Coordinate annotation entries
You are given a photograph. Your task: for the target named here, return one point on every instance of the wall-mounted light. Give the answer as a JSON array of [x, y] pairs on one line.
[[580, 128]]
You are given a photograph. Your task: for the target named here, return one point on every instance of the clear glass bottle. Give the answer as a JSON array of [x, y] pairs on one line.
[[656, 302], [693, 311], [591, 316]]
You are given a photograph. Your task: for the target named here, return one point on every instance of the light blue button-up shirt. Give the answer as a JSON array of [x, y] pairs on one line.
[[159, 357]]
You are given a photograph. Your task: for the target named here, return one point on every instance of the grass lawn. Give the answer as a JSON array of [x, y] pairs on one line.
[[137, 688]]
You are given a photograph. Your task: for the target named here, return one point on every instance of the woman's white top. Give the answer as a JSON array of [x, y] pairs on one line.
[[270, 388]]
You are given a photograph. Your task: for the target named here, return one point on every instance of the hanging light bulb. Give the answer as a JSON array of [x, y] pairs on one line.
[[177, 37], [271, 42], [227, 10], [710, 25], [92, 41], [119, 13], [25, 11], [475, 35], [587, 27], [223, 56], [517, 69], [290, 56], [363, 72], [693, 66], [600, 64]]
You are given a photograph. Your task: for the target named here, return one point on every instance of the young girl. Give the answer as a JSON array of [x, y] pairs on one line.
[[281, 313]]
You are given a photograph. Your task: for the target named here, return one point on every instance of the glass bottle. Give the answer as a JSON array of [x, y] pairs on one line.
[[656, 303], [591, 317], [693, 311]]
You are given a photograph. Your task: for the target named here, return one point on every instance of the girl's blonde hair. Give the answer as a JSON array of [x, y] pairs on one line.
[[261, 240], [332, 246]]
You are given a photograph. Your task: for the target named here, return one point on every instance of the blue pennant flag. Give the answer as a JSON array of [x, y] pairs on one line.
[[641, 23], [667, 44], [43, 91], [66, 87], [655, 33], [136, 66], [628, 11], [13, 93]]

• What to do
Edit the entries above by replacing "JSON array" with "JSON list" wherever it occurs, and reproduce them in full with everything else unchanged.

• Exercise response
You are given a photograph. Your task: for the target named here, return one point on every instance of the wall-mounted light. Give the answer as a JSON list of [x, y] pairs on one line.
[[580, 128]]
You are given a photograph. Your task: for the target named here, return one point on every instance of the clear glass bottle. Give the answer as a JSON list of [x, y] pairs on one line.
[[656, 302], [693, 311], [591, 316]]
You are given a photograph. Your task: for the target named here, return one point on every instance of the light blue button-up shirt. Give the answer as a JSON list of [x, y] pairs on one line.
[[159, 357]]
You are given a photograph. Your task: for the target named here, return one point on every instance of the grass lawn. Give the answer as a JSON list of [x, y] pairs on one line.
[[137, 688]]
You are given a photograph. Your task: for the target named here, return one point on every instance of the woman's white top. Give the answer as a JSON list of [x, y] pairs on one line.
[[270, 388]]
You are given a photograph. Your task: for the target named here, return one point on every instance of the hanging light bulb. Give the answer as a JSON list of [x, y] pairs on one line.
[[177, 37], [271, 42], [227, 10], [710, 25], [92, 41], [119, 13], [25, 11], [475, 35], [587, 27], [223, 56], [517, 69], [290, 56], [363, 72], [693, 66], [600, 64]]
You are given a photograph. Your task: for the target named here, return one point on every instance of the young girl. Give the answer as a JSON list of [x, y] pairs on one line.
[[281, 313]]
You are given a photograph. Your task: for the target named here, return one point on every instance of the glass bottle. Give the answer as a JSON list of [x, y] pairs on one line.
[[656, 303], [591, 317], [693, 311]]
You are given a photograph. Your task: for the target named here, return one point on every instance of the girl's blonde hair. Give the answer as a JSON list of [x, y] pairs on one line.
[[261, 240], [332, 246]]
You are given a photograph. Your task: for the target named here, return one point on every instance of the blue pennant flag. Give the answer as a JSON list of [x, y] pairs on one line.
[[641, 23], [667, 44], [43, 91], [66, 87], [655, 33], [136, 66], [628, 11], [13, 93]]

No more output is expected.